**Die Aufgabe:**
Tausche in der gesamten Auflistung „photo“ gegen „image“ und gib die Zeilen sonst unverändert wieder. Lass die Bilder in der Antwort weg.

Datensatzeinträge

↓

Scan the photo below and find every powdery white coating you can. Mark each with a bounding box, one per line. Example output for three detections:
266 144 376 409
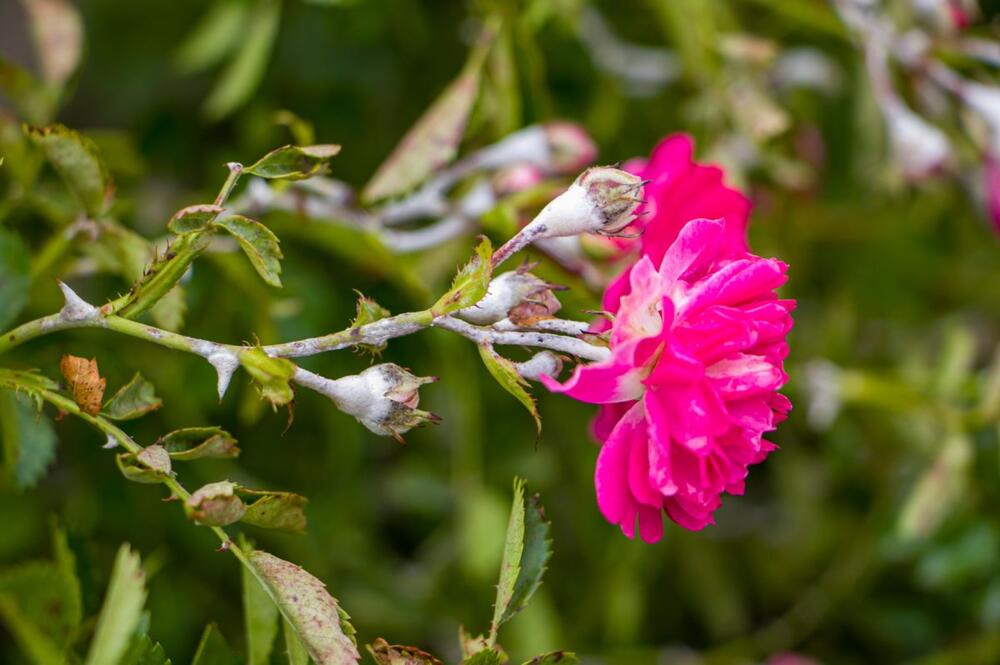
206 350 240 400
58 282 100 322
455 270 548 326
516 351 562 381
885 102 951 179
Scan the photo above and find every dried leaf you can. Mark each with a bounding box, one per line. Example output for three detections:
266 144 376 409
59 355 107 416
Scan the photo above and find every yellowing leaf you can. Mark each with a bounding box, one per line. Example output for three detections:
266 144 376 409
250 550 361 665
59 356 107 416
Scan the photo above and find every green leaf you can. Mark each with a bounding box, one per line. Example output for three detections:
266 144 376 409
85 545 146 665
115 444 171 485
240 347 295 407
157 427 240 462
0 593 66 665
897 432 975 540
174 0 251 74
490 478 552 637
0 390 58 489
431 236 493 317
101 372 163 420
24 125 114 219
242 566 278 665
204 0 281 120
362 40 488 202
0 228 31 330
250 550 361 665
281 618 309 665
366 637 442 665
191 623 243 665
118 635 170 665
243 144 340 180
238 487 309 533
524 651 580 665
184 480 246 526
462 649 504 665
213 215 283 287
479 344 542 438
167 203 225 233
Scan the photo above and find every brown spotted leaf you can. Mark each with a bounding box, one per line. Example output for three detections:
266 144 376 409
250 550 361 665
367 637 442 665
59 356 107 416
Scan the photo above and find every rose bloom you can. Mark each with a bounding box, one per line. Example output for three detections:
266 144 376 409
542 136 795 542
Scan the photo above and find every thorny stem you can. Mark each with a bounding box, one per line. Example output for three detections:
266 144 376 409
3 382 253 571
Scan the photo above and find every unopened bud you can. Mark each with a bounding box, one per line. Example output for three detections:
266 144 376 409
456 269 560 326
885 103 951 180
323 363 438 441
516 351 563 381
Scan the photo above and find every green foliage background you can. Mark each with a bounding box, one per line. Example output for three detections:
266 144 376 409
0 0 1000 663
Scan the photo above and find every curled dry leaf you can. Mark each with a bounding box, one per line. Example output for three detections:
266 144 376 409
59 356 107 416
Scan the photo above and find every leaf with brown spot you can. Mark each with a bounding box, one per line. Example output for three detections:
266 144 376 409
59 356 107 416
367 637 442 665
250 550 361 665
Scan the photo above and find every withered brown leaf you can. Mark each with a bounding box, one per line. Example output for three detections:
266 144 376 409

↑

**Übungsergebnis:**
Scan the image below and find every powdery white coating you can. Mark each with a bounding box, one per line. Example output for three detections:
266 144 376 409
206 350 240 400
58 282 100 322
455 270 548 326
516 351 562 381
885 102 951 179
Scan the image above and find every dried leaf you can. Mark each with a bounding box, one per line. Example output for three detections:
266 144 376 409
59 355 107 416
Scan the image above and find every yellowing leaf you can. Mark each with a bounding box, one per line. Example output for three detections:
266 144 376 409
250 550 361 665
59 356 107 416
Scan the image above and find every green leaf you can. Mark each with a bounding box, one per line. Example output for three detections:
266 144 376 409
85 545 146 665
115 444 171 485
240 347 295 407
157 427 240 462
0 593 66 665
897 432 975 540
174 0 251 74
490 478 552 637
0 390 58 489
431 236 493 317
101 372 163 420
24 125 114 219
242 566 278 665
204 0 281 120
362 40 488 202
0 228 31 330
250 550 361 665
281 618 309 665
366 637 442 665
191 623 243 665
118 635 170 665
243 144 340 180
238 487 309 533
524 651 580 665
184 480 246 526
462 649 504 665
213 215 283 287
479 344 542 438
167 203 225 233
Scan the image above and find every brown spotted leaf you can. Mark each with a bounding box, one per line. Example output for three detections:
266 144 376 409
250 550 361 665
367 637 442 665
59 356 107 416
Scan the image above and find every rose bloom you can. Mark each with a bounding box, one per line. Example output for three detections:
266 144 376 409
542 136 795 542
Scan the image above and find every thorny stem you can. Mark each with a bounding box, one per line. Example output for three detections:
266 144 376 409
3 382 253 571
Scan the image above and find every unopened bud you can. Mark each with a bounding box, one per line. Example output for three detections:
266 144 376 409
456 269 560 326
885 103 951 180
323 363 438 441
516 351 563 381
Scan the image above and find every green foliage background you can. Mark each with a bounding box, one per line. Example output for three detections:
266 144 376 409
0 0 1000 663
Scan the image above and find every curled dry leaf you can. Mark each with a bounding box, one per line. Example output for three detections:
266 144 376 409
59 356 107 416
Scan the image above and find every leaf with brown spot you can. Mark each with a bounding box, one per line. Example output for three detections:
266 144 376 409
59 356 107 416
367 637 442 665
250 550 361 665
Scan the image above and find every withered brown leaf you can. Mark each with a bounding box, one per line. Example output for three detections:
266 144 376 409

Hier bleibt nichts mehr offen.